- _TASKS TO PERFORM_
#1 In the forum post comparing OpenMPI and Intel MPI, what is the best LINPACK result reported with OpenMPI?
#2 Extend the forum post on OpenMPI versus Intel MPI past its final sentence.

- _EXCERPT_
Subject: Re: [OMPI users] OpenMPI vs Intel MPI
From: Swamy Kandadai (swamy_at_[hidden])
Date: 2009-07-02 09:47:21


I am running on a 2.66 GHz Nehalem node. On this node, the turbo mode and
hyperthreading are enabled.
When I run LINPACK with Intel MPI, I get 82.68 GFlops without much

When I ran with OpenMPI (I have OpenMPI 1.2.8 but my colleague was using
1.3.2). I was using the same MKL libraries both with OpenMPI and
Intel MPI. But with OpenMPI, the best I got so far is 80.22 GFlops and I
could never achieve close to what I am getting with Intel MPI.
Here are muy options with OpenMPI:

mpirun -n 8 --machinefile hf --mca rmaps_rank_file_path rankfile --mca
coll_sm_info_num_procs 8 --mca btl self,sm -mca mpi_leave_pinned
1 ./xhpl_ompi

Here is my rankfile:

at rankfile
rank 0=i02n05 slot=0
rank 1=i02n05 slot=1
rank 2=i02n05 slot=2
rank 3=i02n05 slot=3
rank 4=i02n05 slot=4
rank 5=i02n05 slot=5
rank 6=i02n05 slot=6
rank 7=i02n05 slot=7

In this case the physical cores are 0-7 while the additional logical
processors with hyperthreading are 8-15.

- _SUPPLIED RECORDS_
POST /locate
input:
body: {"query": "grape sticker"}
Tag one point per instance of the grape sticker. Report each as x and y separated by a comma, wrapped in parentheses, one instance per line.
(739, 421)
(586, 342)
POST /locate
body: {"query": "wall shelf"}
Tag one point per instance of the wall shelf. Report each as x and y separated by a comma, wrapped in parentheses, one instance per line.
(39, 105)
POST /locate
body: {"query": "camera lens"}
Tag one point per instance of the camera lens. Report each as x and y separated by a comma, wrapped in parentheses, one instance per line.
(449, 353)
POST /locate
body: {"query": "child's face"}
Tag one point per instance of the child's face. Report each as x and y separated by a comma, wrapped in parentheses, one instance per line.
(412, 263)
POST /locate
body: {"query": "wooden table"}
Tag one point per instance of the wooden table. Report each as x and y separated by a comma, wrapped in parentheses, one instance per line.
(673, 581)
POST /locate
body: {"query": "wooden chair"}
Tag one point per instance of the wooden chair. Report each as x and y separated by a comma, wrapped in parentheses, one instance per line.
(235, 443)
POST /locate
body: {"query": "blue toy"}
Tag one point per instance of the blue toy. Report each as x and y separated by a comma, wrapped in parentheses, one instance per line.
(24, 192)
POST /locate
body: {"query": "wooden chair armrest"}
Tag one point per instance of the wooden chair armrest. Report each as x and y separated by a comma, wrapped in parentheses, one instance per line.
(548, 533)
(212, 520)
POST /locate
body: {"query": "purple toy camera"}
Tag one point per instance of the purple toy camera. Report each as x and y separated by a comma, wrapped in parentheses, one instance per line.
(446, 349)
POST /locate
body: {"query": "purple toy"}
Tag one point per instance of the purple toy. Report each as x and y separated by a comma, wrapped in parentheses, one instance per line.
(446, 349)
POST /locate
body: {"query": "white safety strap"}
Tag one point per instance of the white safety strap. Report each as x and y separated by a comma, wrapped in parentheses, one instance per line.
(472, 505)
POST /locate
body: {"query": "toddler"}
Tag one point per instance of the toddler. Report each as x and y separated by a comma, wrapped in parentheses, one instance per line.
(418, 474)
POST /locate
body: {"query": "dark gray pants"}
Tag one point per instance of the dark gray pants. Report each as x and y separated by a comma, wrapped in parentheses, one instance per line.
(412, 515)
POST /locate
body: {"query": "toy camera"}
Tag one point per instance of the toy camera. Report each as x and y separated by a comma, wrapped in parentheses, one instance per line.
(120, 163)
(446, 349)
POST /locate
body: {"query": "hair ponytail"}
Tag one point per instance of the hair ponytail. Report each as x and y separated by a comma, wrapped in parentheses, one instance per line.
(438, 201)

- _TASK-BY-TASK RESULTS_
#1 80.22 GFlops

#2
With "top" command, I could see all the 8 tasks are running on 8 different
physical cores. I did not see
2 MPI tasks running on the same physical core. Also, the program is not
paging as the problem size
fits in the meory.

Do you have any ideas how I can improve the performance so that it matches
with Intel MPI performance?
Any suggestions will be greatly appreciated.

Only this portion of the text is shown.